- Directive:
Every line must be returned precisely as it is written.

- Entries provided:
━━━━━━━━
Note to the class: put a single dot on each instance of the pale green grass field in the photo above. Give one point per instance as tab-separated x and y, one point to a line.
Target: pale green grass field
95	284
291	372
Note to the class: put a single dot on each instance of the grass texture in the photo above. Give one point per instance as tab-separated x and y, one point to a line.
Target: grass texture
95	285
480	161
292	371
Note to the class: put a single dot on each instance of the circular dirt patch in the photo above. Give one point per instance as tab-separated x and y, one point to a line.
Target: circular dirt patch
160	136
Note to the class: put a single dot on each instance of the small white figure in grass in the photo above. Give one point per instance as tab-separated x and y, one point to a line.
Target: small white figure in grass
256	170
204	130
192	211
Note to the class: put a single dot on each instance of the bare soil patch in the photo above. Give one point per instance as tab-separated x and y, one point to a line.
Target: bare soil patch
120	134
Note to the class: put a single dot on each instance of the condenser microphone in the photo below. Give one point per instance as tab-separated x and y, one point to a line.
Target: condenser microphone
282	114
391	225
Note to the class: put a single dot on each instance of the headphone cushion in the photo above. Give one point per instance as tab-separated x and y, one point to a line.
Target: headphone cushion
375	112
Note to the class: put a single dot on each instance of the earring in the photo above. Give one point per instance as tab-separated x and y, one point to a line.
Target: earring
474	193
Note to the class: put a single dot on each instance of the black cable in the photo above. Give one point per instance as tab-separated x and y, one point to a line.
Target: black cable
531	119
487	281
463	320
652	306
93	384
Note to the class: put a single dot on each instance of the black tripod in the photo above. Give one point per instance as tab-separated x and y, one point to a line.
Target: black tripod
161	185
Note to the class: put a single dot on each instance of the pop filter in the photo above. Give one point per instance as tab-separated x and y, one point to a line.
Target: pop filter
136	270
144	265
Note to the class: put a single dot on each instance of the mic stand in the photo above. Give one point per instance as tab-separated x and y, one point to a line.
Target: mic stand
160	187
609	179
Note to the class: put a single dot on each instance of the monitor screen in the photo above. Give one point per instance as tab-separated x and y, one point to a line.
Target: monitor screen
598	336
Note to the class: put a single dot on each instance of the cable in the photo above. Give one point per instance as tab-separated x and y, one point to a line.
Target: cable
━━━━━━━━
- Result for this exercise:
Note to the class: put a single dot on each instance of the pale green grass field in the photo above. Give one point per instance as tab-separated x and y, one point to a line.
Target: pale green grass field
95	284
291	372
Note to the class: put a single dot on each instance of the grass texture in the photo above. Give one point per instance as tab-separated x and y, one point to a line.
Target: grass texture
95	285
480	161
292	371
Note to the class: put a single dot on each instance of the circular dirt patch in the photo above. Give one point per instance as tab-separated x and y, one point to a line.
Target: circular dirt patch
160	136
Note to the class: put a single dot on each instance of the small white figure in grass in the photo above. Give one point per instance as tab-separated x and y, one point to a line.
Target: small white figure in grass
256	170
204	130
192	211
Note to the class: put a single dot on each instance of the bare soil patch in the photo above. Give one point per instance as tab-separated x and y, one point to a line.
Target: bare soil patch
120	134
Note to the class: put a single dot on each instance of the condenser microphone in the photo below. Give one point per instance as tab-separated x and y, one point to a line.
Target: condenser microphone
282	114
391	225
Note to the class: put a single dot on each instance of the headphone cushion in the photo above. Give one point per instance as tab-separated x and y, one point to a line.
Target: headphone cushion
375	112
Note to the class: put a single dot on each instance of the earring in the photo above. Give one point per instance as tab-separated x and y, one point to a line.
Target: earring
474	193
Note to the class: put a single dot on each instance of the black cable in the photo above. Give one point per instance as tab-separated x and y, one point to a line.
Target: black cable
531	119
487	281
463	320
652	306
93	384
Note to the class: put a single dot on each instance of the black tripod in the photo above. Give one point per instance as tab-separated x and y, one point to a line.
Target: black tripod
161	185
Note to the class: put a single dot on each instance of the pop filter in the photo above. Give one point per instance as tab-separated x and y, one point to a line.
Target: pop filter
136	270
144	265
Note to the class: put a single dot on each instance of the mic stand in the photo above. Give one point per instance as tab-separated x and y, one point to a line.
Target: mic stand
160	187
609	179
Note to the class: put a single dot on each instance of the monitor screen in the photo above. Give one point per instance as tab-separated x and y, one point to a line.
Target: monitor screen
598	336
Note to the class: put a single dot on each instance of the cable in the photo above. Give one point per instance as tab-separated x and y, one point to a line.
Target: cable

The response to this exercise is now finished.